Change "keypoint" to "marker" in the items starting at the line that contains "Place one keypoint on each instance of the gray wall" and ending with the last item, then write out those lines with nothing else altered.

Coordinate annotation items:
=====
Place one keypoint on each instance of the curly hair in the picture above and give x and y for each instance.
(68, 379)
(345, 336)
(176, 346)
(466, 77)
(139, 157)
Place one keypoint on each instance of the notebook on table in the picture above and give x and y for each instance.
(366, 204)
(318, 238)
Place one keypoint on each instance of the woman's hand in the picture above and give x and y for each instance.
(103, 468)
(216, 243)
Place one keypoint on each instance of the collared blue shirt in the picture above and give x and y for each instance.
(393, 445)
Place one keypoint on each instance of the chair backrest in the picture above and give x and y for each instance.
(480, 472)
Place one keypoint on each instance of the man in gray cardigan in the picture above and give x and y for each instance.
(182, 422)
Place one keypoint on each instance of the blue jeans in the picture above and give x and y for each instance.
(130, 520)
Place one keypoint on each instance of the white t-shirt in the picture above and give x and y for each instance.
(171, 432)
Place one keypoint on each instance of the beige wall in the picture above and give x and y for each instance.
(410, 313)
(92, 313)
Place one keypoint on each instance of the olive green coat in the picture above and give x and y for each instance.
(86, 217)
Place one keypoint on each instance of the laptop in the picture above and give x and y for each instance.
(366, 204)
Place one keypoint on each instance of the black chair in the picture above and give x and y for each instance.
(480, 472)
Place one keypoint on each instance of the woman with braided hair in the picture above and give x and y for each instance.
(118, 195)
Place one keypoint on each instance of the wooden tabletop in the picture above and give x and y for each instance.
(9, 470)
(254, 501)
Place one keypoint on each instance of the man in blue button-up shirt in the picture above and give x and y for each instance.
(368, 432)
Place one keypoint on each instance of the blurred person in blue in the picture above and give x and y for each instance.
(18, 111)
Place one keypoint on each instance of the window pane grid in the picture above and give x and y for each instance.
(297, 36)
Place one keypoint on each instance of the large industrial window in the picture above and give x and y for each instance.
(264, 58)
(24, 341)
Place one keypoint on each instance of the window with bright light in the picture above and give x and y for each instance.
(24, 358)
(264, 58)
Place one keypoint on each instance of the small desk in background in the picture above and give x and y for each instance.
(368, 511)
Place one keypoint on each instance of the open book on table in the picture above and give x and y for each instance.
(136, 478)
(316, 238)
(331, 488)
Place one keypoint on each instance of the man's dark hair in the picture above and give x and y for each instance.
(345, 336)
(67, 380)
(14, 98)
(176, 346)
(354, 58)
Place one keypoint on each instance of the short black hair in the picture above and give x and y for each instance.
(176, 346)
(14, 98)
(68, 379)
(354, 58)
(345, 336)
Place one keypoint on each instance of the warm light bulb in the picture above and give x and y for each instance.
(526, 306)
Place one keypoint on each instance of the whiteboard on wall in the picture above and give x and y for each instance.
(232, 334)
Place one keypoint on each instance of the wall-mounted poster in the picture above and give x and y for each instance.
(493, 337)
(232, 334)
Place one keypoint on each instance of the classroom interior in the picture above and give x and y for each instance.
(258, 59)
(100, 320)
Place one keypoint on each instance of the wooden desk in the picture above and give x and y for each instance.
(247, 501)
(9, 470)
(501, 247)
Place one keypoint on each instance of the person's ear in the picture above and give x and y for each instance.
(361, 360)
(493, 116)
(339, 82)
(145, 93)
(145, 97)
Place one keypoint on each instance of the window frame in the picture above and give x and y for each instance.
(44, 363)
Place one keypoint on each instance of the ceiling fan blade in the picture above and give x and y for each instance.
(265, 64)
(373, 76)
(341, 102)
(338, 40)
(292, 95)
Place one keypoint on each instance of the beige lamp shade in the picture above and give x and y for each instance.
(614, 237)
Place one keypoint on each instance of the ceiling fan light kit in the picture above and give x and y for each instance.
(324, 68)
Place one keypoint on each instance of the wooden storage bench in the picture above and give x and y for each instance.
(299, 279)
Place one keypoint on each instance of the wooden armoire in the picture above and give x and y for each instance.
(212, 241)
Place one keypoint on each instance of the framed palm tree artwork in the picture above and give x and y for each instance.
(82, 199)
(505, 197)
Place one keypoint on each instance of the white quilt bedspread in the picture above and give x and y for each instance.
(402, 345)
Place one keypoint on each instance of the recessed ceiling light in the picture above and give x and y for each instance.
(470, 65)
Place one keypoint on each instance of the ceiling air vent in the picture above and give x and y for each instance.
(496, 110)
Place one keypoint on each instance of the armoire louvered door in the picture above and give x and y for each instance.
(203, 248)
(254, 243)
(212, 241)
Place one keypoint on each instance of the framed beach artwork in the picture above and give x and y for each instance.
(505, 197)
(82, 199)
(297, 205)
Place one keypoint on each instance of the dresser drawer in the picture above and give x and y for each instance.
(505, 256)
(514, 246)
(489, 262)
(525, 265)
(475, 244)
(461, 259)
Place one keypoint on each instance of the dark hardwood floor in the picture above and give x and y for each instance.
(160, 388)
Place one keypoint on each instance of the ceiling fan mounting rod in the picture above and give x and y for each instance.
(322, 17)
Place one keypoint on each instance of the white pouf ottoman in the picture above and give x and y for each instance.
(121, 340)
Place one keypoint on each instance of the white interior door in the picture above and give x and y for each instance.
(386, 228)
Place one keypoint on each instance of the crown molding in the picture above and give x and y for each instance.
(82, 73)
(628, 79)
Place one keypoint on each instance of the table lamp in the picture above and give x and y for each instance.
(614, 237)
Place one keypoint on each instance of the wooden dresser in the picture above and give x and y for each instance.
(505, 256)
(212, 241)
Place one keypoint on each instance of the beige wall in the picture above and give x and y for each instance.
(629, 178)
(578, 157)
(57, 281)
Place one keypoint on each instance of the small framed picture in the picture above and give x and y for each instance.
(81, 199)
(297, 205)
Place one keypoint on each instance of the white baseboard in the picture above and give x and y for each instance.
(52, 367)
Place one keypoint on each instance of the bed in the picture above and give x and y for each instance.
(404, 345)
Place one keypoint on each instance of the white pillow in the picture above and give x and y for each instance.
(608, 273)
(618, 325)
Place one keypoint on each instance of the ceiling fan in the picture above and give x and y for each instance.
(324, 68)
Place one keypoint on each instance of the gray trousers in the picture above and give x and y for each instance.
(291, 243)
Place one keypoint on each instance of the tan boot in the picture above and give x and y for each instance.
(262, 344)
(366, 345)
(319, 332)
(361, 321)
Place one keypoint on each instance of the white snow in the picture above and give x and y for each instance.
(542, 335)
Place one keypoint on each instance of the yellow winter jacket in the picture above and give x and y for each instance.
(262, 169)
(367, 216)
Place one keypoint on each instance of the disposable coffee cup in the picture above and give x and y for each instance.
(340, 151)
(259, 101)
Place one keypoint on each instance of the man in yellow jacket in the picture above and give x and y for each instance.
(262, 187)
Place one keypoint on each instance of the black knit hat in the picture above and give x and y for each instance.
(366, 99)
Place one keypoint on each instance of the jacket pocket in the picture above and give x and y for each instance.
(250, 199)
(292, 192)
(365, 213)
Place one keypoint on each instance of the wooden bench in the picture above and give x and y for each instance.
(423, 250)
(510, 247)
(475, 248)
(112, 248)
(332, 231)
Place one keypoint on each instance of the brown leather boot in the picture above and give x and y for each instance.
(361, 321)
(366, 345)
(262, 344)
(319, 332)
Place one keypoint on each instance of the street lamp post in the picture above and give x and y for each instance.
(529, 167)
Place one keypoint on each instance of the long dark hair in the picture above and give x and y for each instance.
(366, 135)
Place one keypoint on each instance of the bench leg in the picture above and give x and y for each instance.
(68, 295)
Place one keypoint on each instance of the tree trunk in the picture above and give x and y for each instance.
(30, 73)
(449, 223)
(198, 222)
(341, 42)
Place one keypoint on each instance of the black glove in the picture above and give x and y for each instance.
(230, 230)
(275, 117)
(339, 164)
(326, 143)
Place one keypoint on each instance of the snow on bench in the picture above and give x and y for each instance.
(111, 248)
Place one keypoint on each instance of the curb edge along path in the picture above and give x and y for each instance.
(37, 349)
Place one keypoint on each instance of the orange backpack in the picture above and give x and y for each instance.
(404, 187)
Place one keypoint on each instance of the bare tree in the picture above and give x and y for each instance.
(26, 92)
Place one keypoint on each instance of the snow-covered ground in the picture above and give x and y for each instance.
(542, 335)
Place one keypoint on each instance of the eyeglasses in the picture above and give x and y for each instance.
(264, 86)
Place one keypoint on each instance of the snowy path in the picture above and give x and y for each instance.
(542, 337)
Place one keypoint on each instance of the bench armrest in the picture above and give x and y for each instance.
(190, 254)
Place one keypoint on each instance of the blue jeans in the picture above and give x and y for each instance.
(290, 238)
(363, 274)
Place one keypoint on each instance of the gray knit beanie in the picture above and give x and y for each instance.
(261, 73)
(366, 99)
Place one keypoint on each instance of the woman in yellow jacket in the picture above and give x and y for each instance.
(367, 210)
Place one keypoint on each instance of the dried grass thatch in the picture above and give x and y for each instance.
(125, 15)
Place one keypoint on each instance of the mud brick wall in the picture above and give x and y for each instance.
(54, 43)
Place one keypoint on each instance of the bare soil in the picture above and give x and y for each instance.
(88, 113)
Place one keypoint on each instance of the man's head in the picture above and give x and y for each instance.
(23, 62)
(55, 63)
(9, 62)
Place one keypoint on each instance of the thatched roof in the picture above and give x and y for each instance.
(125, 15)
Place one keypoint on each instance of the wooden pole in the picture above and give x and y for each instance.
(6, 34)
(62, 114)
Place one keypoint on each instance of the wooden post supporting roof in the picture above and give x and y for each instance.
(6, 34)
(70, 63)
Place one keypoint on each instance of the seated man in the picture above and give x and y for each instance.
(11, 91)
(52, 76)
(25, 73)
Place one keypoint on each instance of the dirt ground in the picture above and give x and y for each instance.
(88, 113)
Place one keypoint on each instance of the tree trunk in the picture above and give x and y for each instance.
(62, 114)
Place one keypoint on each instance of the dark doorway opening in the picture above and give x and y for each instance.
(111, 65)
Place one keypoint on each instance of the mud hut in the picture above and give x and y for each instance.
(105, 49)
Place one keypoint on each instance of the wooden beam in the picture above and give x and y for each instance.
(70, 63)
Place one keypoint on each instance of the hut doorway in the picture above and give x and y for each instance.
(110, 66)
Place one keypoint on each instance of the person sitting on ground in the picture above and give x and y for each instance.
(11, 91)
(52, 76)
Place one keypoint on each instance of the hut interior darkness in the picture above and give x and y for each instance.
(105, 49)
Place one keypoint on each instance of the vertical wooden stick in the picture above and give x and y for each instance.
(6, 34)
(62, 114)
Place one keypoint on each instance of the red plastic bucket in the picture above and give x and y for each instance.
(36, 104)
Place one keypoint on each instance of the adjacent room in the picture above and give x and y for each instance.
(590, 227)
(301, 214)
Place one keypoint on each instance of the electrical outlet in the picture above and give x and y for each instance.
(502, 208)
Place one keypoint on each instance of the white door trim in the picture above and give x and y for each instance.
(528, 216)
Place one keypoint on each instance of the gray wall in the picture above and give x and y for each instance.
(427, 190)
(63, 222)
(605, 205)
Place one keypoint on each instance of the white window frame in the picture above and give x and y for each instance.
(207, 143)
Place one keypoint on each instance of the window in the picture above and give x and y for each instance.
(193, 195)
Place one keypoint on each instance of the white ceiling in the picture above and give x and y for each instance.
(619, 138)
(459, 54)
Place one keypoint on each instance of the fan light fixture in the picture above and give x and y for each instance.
=====
The reply →
Place one marker on each instance of the gray wall in the picture above and give x and y for each instance.
(427, 190)
(63, 222)
(605, 205)
Place one marker on each instance of the white window frame in the picture above and give x and y for each instance.
(207, 143)
Place one marker on each instance of the window in the picture above and give x and y for each instance.
(193, 195)
Place one marker on each instance of the white ceiling in the picture above and give x and y for each instance.
(619, 138)
(459, 54)
Place one marker on each instance of the fan light fixture in the picture above and give x and y for each instance.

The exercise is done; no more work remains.